Brief »
Reproduce the records. Keep every word exact and include no images.

▽

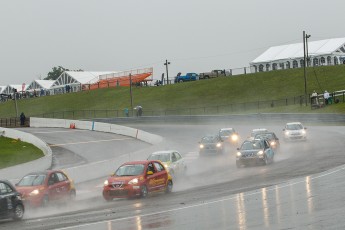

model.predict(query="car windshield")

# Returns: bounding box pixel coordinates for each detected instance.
[201,136,219,143]
[219,129,234,136]
[241,141,263,150]
[115,164,145,176]
[148,153,170,162]
[17,174,46,186]
[255,133,274,140]
[286,124,303,130]
[251,129,267,137]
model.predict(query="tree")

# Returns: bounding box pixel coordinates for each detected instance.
[44,66,69,80]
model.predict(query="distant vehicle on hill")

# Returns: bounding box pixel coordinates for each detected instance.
[199,69,230,79]
[174,72,199,83]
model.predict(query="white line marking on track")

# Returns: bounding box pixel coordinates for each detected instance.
[55,167,345,229]
[33,129,91,133]
[49,138,134,147]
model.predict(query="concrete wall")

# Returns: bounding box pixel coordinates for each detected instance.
[0,127,52,181]
[30,117,163,144]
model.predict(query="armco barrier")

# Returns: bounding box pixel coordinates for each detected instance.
[30,117,163,144]
[30,118,163,183]
[0,127,52,181]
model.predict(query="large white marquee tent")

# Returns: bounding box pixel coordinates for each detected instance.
[250,38,345,72]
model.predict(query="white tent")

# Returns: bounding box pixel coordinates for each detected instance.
[50,71,117,94]
[2,85,26,94]
[250,38,345,72]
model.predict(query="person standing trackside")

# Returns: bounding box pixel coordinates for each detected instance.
[20,112,25,126]
[323,90,329,105]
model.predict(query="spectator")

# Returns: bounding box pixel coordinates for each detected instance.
[323,90,329,105]
[311,90,319,105]
[123,108,129,117]
[20,112,25,126]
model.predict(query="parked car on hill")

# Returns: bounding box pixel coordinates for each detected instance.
[174,73,199,83]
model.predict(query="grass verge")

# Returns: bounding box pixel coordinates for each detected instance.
[0,136,44,169]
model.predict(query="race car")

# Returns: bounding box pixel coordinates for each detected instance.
[254,132,280,150]
[199,135,224,156]
[219,128,240,144]
[16,170,76,207]
[0,180,25,220]
[236,139,274,168]
[103,160,173,201]
[147,150,187,177]
[248,128,268,140]
[283,122,307,141]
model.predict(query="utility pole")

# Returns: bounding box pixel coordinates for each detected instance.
[303,31,308,106]
[129,73,133,114]
[13,89,18,117]
[164,60,170,84]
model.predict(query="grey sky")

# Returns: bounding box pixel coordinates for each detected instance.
[0,0,345,85]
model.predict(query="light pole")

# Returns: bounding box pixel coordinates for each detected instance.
[129,73,133,114]
[164,60,170,84]
[303,31,310,106]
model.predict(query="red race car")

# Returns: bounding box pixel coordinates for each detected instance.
[103,160,173,201]
[16,170,76,207]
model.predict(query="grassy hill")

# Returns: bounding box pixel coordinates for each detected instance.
[0,65,345,118]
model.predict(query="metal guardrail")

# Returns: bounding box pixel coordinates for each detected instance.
[0,117,30,128]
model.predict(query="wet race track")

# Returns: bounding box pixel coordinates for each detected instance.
[0,123,345,229]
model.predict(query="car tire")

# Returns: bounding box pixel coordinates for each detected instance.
[41,195,49,207]
[68,189,77,201]
[236,161,242,168]
[13,204,24,220]
[165,180,173,193]
[140,185,148,198]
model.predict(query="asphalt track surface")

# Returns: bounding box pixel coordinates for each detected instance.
[0,123,345,229]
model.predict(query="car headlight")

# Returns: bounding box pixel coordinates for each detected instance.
[29,189,40,196]
[128,178,139,184]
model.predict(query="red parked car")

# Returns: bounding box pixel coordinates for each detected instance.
[16,170,76,207]
[103,160,173,201]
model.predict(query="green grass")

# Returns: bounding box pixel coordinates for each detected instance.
[0,65,345,118]
[0,136,44,169]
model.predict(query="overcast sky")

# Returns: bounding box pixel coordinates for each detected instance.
[0,0,345,85]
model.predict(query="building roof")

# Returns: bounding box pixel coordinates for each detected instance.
[65,71,116,84]
[35,80,55,89]
[251,38,345,64]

△

Exercise answer »
model.predict(query="car windshield")

# Returns: bounding box pixel coordinates for each detected instance.
[201,136,219,143]
[219,129,234,136]
[241,141,263,150]
[115,164,145,176]
[148,153,170,162]
[17,174,46,186]
[255,133,274,140]
[286,124,303,130]
[251,129,267,137]
model.predict(query="tree")

# Returns: bounding box pixel coordinates for each detected instance.
[44,66,69,80]
model.predict(query="distant vehicle on hill")

# Returns: bounding box pixel coordinates for each detected instance.
[199,69,230,79]
[174,72,199,83]
model.predict(query="white line marking on track")

# Returns: bounding box pixel coordinates for each detected instance.
[55,167,345,229]
[33,129,91,133]
[49,138,134,147]
model.predict(query="concrete wall")

# Returns: bounding box pixel coordinates for each detected instance.
[0,127,52,181]
[30,117,163,144]
model.predict(query="armco barrier")

# Returns: bounding box pixel coordinates for each detected instance.
[30,117,163,144]
[30,118,163,183]
[0,127,52,181]
model.predict(query="large white marquee tent")

# Returns: bounding box pixel coordinates for each detected instance.
[250,38,345,72]
model.predict(query="white tent")

# Returns: bounding box pixel coordinates for each detected instance.
[50,71,117,94]
[2,85,26,94]
[250,38,345,72]
model.predict(query="person standing trackside")

# Returns: bounding box pixel coordinates for each detected instance.
[20,112,25,126]
[323,90,329,105]
model.predict(query="spectator")

# Returns: bounding box pixel coordinates for each detected instance.
[323,90,329,105]
[311,90,319,105]
[123,108,129,117]
[20,112,25,126]
model.predict(query="parked car on hill")

# Returns: bounding box pixel coordinates for each detected instance.
[174,73,199,83]
model.predict(query="grass verge")

# Returns: bounding box pixel coordinates for each detected instance.
[0,136,44,169]
model.predict(query="race car")

# Returns: bounding box pixel coordinates for each detected instance.
[254,132,280,150]
[199,135,224,156]
[219,128,240,144]
[16,170,76,207]
[0,180,25,220]
[236,139,274,168]
[103,160,173,201]
[147,150,187,177]
[248,128,268,140]
[283,122,307,141]
model.predict(query="utility pole")

# Returns: bounding box pixel coordinates for each detected instance.
[303,31,308,106]
[129,73,133,114]
[13,89,18,117]
[164,60,170,84]
model.predict(query="grey sky")

# Returns: bounding box pixel coordinates for each detected instance.
[0,0,345,85]
model.predict(query="light pole")

# Returns: bounding box pixel coordinates for each detected instance.
[129,73,133,114]
[164,60,170,84]
[303,31,310,106]
model.predict(query="red race car")

# Returns: bounding box pixel coordinates for each detected instance.
[103,160,173,201]
[16,170,76,207]
model.predict(query="grassy hill")

# Returns: bounding box pixel coordinates for each detected instance.
[0,65,345,118]
model.predict(query="metal guardrail")

# Returns: bounding box pixel coordinates for each detected instance.
[0,117,30,128]
model.predict(query="wet race track")

# Returns: bounding box pixel coordinates for each detected instance.
[0,123,345,229]
model.predict(query="car tire")

# Returns: bounding box pixel coordinates for each detected instance.
[41,195,49,207]
[68,189,77,201]
[236,161,242,168]
[13,204,24,220]
[165,180,173,193]
[140,185,148,198]
model.predict(query="asphalt track surface")

# Returns: bounding box pixel coordinates for each detected instance.
[0,123,345,229]
model.predict(query="car headlight")

# Returns: bounding box pixel coordinates for each detected instance.
[29,189,40,196]
[128,178,139,184]
model.predict(query="red parked car")

# Returns: bounding box pixel coordinates for each detected instance.
[16,170,76,207]
[103,160,173,201]
model.predict(query="green grass")

# Returns: bounding box pixel coordinates for each detected instance.
[0,65,345,118]
[0,136,44,169]
model.predict(query="overcast sky")

# Returns: bounding box pixel coordinates for each detected instance.
[0,0,345,85]
model.predict(query="building roof")

# Returns: bounding box pixel coordinates for each detected instance.
[65,71,116,84]
[35,80,55,89]
[251,38,345,64]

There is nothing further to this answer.